TASK GOAL — Using the column below, mark each statement yes or no and quote the words of the column that decide it. (a) The column is published monthly. (b) The writer knew Tyler Crook would be a star from his first work on Petrograd. (c) Crook's art on Petrograd was photo-realistic.

PAGE TEXT —
# # #
Welcome to my weekly column showcasing up and coming or undiscovered talent, bringing to your attention creators that I feel will be break-out stars in the near future. Some are already well on their way to super stardom, while some are just on the outskirts. Everyone has a favorite comic book creator. One they’ve discovered recently, or maybe followed from the very beginning of their career. Some have so many favorites it’s hard to choose just one.
Every single one of those creators started somewhere, be it by producing photocopied mini comics to sell at their neighborhood comic shop, getting a table in the artist’s alley at their local comic convention, publishing fan fiction, posting images to deviantart.com, or doing commissions through the internet or at conventions.
Mr. Tyler Crook has been wowing us for a couple of years now as one of the Mignolaverse’s stable of artists. His style has evolved over the years, while remaining as expressive as always. From his first work on Oni Press’ Petrograd I knew he’d be a star. His work on that book was highly detailed, yet not photo-realistic, and he nailed the time period in those details.
# # #
DATA EXTRACT —
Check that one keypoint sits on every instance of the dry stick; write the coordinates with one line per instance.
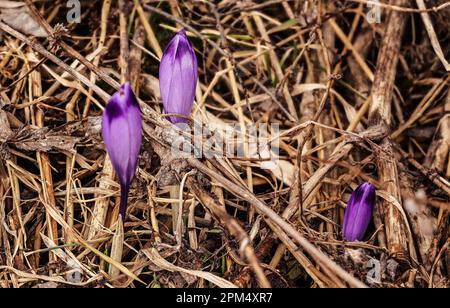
(380, 115)
(148, 28)
(101, 43)
(272, 216)
(276, 65)
(426, 102)
(231, 224)
(432, 35)
(44, 164)
(402, 8)
(68, 49)
(41, 49)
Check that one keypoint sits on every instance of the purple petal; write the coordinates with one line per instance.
(122, 134)
(178, 77)
(358, 213)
# # #
FINAL RESULT —
(a) No: "Welcome to my weekly column"
(b) Yes: "From his first work on Oni Press’ Petrograd I knew he’d be a star."
(c) No: "His work on that book was highly detailed, yet not photo-realistic"